- Opening Delimiter -
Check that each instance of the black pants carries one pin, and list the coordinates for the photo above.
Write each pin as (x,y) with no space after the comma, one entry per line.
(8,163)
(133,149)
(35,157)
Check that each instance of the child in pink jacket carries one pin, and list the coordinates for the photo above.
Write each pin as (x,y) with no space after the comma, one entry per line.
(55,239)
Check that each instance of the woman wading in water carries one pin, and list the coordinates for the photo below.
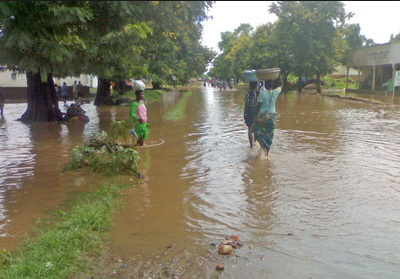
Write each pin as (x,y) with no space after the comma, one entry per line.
(265,115)
(138,118)
(250,108)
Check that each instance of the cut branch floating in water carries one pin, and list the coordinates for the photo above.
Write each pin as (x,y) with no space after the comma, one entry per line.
(101,154)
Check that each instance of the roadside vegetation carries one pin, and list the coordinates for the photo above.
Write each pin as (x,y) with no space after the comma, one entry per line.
(67,243)
(307,41)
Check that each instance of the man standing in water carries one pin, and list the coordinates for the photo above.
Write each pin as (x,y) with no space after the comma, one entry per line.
(250,109)
(265,116)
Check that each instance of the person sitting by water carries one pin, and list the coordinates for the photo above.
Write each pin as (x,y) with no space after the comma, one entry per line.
(265,115)
(250,109)
(138,118)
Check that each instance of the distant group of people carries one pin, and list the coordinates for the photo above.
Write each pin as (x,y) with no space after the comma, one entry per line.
(260,112)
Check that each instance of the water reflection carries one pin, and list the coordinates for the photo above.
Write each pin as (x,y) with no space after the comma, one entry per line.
(326,204)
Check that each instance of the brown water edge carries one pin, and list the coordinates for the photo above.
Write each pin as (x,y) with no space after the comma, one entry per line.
(309,211)
(330,187)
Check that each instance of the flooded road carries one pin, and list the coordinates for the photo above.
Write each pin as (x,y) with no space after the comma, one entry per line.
(325,204)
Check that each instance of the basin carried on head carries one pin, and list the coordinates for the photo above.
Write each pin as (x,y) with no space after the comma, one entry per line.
(250,75)
(268,74)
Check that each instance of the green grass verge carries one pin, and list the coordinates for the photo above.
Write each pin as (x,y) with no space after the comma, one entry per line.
(65,245)
(178,112)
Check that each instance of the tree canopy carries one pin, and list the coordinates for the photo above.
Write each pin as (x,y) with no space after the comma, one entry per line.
(114,40)
(308,39)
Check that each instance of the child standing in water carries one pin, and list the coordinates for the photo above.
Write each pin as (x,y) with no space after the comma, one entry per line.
(138,118)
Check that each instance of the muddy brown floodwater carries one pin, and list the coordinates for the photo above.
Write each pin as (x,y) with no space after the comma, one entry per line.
(326,204)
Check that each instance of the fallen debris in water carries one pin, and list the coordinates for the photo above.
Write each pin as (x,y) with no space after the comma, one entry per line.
(220,267)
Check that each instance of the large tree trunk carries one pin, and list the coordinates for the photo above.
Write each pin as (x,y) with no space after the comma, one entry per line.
(42,99)
(121,87)
(103,95)
(318,83)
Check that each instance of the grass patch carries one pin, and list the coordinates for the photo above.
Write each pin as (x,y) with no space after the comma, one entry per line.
(178,112)
(64,244)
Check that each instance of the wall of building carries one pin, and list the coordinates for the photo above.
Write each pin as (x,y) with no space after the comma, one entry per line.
(14,85)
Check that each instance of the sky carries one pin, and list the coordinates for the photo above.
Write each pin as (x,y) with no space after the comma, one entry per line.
(377,19)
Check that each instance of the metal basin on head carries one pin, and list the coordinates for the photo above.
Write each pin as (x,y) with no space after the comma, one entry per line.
(268,74)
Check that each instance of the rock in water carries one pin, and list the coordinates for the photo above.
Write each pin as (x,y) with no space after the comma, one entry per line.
(225,249)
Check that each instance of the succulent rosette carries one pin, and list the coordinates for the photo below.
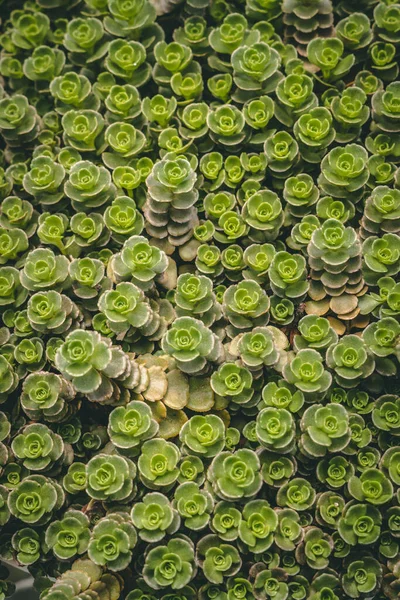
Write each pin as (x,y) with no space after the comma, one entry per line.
(235,474)
(200,299)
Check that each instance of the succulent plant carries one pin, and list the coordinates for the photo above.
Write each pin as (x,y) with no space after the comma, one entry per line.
(200,299)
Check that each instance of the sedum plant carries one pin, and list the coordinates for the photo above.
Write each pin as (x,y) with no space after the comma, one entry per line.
(200,299)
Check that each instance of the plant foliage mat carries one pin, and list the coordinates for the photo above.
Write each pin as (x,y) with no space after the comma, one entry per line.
(200,298)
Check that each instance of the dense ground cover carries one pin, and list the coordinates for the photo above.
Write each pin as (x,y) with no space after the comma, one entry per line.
- Closing Delimiter -
* _TASK DIRECTIONS_:
Give back every record precisely as it stands, without the images.

* _OUTPUT FOR THIS EXERCISE_:
Check that each instance of the black pants carries one pin, and list the coordinates for the photo above.
Write each pin as (x,y) with no space after the comma, one entry per line.
(8,163)
(133,149)
(35,157)
Check that each instance of the child in pink jacket carries one pin, and list the coordinates for the photo above.
Write each pin as (x,y) with no space after the comma, one entry per line.
(55,239)
Check that each instance of the woman wading in water carries one pin, and list the coordinates for the photo below.
Write each pin as (x,y) with no space after the comma, one entry per line.
(265,115)
(138,118)
(250,108)
Check that each instance of the cut branch floating in water carries one pin, and list the coordinates for the photo above.
Write each pin as (x,y) with no space after the comma, one entry per line.
(101,154)
Check that each instance of the roadside vegetation carries one pin, and list the coordinates for the photo above.
Write each pin as (x,y) with no space after the comma, one entry per line.
(67,243)
(307,41)
Check that each instance of the man standing in water carries one pin, and list the coordinates for the photo above.
Write each pin as (x,y) with no space after the comma, one entry per line.
(250,109)
(265,116)
Check that each instance of the person sitting by water carries one pin, and list the coordinates for the photo above.
Write each pin as (x,y) with no space after the comma, one entry per line.
(265,115)
(250,109)
(138,118)
Check that each instance of the distant group of people carries one pin, and list the coordinates for the photo above.
Write each pin as (x,y) with no space after the comma, one entry per line.
(260,112)
Check that each instance of the water reflection carries one pin, and list the coordinates for the photo above.
Write each pin as (x,y) with no space after the comma, one entry per line.
(326,204)
Check that each instance of the brown water edge carries one pin, and list the coordinates for the photo above.
Write each pin as (x,y) with no space after the comma, one entry per line.
(309,211)
(330,187)
Check that each instance of the flooded road carries one pin, and list the coordinates for the photo above.
Write each pin as (x,y) with no space after the comma, one entry per line.
(325,204)
Check that each instance of the basin carried on head carries one pin, and list the coordinates for the photo above.
Write each pin as (x,y) with no space after the comma, one entry per line.
(250,75)
(268,74)
Check that each instance of the green grass verge carries one pin, and list the coordinates for the photo above.
Write each pin as (x,y) with no space after the comma, one entry per line.
(65,245)
(178,112)
Check that each instance of the tree canopy carries one pin, and list the coordinates for the photo above.
Write each pin as (x,y) with no space after the comma, one entry per line.
(114,40)
(308,39)
Check that each instance of the child standing in water carries one pin, and list the coordinates for the photo above.
Write each pin as (x,y) with no space after the comma, one entry per line.
(138,118)
Check that each instance of the muddy brown floodwater carries one pin, and list the coordinates for the photo above.
Write each pin as (x,y) with no space after the comma, one entry per line.
(326,204)
Check that each instance of the fallen debris in water carries one pin, and list the coordinates for the photo above.
Write each pin as (x,y) with no space after the comma, one entry per line.
(220,267)
Check that each instance of the large tree trunk carries one pin, and list the coordinates for the photo above.
Write each pin as (x,y) with no space after the comma, one entry per line.
(42,99)
(121,87)
(103,95)
(318,83)
Check that each instance of the grass patch carries one pin, and list the coordinates for the photo above.
Write each pin as (x,y) with no space after the comma, one entry per line.
(178,112)
(64,244)
Check that each instance of the wall of building carries one pin, and list the coordinates for the photo above.
Write each pin as (x,y) with no space after the comma, one entry per line.
(14,85)
Check that each instance of the sky carries one pin, and list the coordinates for the photo above.
Write each pin as (x,y) with no space after the comma, one entry per line.
(377,19)
Check that each instance of the metal basin on head carries one pin, and list the coordinates for the photo above.
Write each pin as (x,y) with no space after the comma, one entry per line.
(268,74)
Check that each instance of the rock in water carries one pin, and list the coordinates for the photo above.
Write each pin as (x,y) with no space after the comma, one entry per line.
(225,249)
Check that each instance of the succulent rosette carries one pin, and list the coordinates for the photo below.
Write each pin as (x,y) with no space after the comma, one entry per line.
(235,474)
(200,299)
Check that each instance of the succulent plant carries one pin, and list the coordinates for the photo above.
Write each pin as (x,y) with no space after the comma, one entry per line.
(200,299)
Check that each instance of the sedum plant carries one pin, and list the coordinates for the photo above.
Write each pin as (x,y) with no space after the comma, one entry per line.
(200,299)
Check that each instance of the plant foliage mat carries one pin, and list the coordinates for the photo above.
Write each pin as (x,y) with no space after the comma, one entry per line.
(200,298)
Check that each instance of the dense ground cover carries one pin, and list the coordinates for the photo above.
Write each pin as (x,y) with no space after the comma, one entry per line.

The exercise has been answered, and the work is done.